▶ [Exercise requirements]:
Set down the lines word for word, starting with the line that contains "of the short" and going on through the final line.
** START Data to use **
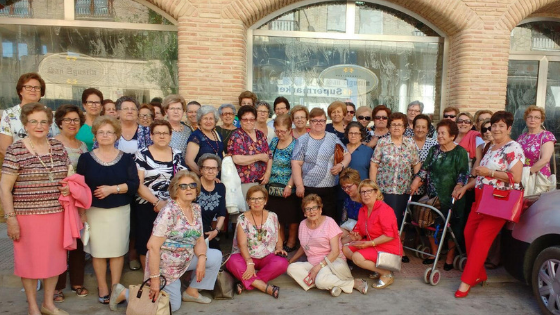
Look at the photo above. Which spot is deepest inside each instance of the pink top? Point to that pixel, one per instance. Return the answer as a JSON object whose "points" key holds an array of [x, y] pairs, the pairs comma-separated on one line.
{"points": [[316, 242]]}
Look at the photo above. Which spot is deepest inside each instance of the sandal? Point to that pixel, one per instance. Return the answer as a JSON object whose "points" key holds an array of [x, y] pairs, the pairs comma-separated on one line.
{"points": [[239, 287], [80, 291], [58, 296], [275, 290]]}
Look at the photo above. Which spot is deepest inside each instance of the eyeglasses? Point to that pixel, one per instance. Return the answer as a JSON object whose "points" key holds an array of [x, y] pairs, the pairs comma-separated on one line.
{"points": [[210, 168], [318, 121], [71, 121], [256, 199], [185, 186], [311, 209], [34, 122], [93, 103], [32, 88], [105, 133], [367, 192], [161, 134]]}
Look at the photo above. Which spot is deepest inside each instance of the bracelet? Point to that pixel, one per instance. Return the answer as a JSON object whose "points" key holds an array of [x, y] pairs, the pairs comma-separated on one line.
{"points": [[9, 215]]}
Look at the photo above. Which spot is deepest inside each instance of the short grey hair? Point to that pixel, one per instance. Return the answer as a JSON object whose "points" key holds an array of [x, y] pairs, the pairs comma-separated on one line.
{"points": [[204, 110], [209, 156], [221, 108], [414, 103]]}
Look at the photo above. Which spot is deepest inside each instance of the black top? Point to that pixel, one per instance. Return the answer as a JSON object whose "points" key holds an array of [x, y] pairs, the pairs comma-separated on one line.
{"points": [[119, 171], [212, 204]]}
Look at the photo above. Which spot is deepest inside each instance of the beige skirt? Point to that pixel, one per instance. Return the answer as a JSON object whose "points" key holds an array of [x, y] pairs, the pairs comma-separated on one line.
** END Data to use **
▶ [Result of the exercise]:
Look at the photo above. Which spot is deepest inside each instance of the short grey hair? Point to that pixel, one per instance. Return the answer as a JSON object whose "points" key holds an array of [x, y] pairs, the pairs comma-separated on one line.
{"points": [[204, 110], [209, 156], [221, 108], [414, 103]]}
Look at the photo above. Which spot is deepest inside each instance of the black top? Point to that pixel, one per instance. Return the answer as a JSON object whose "points" key holds an array of [x, y] pairs, the pairs comma-separated on one line.
{"points": [[119, 171], [212, 204]]}
Look at the photo above. Which spot is deepest inside each instance of the beige skirt? Point to that pixel, one per instance. Return the answer as a JSON object whose "points" key holds an array of [x, y] pairs, the pairs comma-separated on one line.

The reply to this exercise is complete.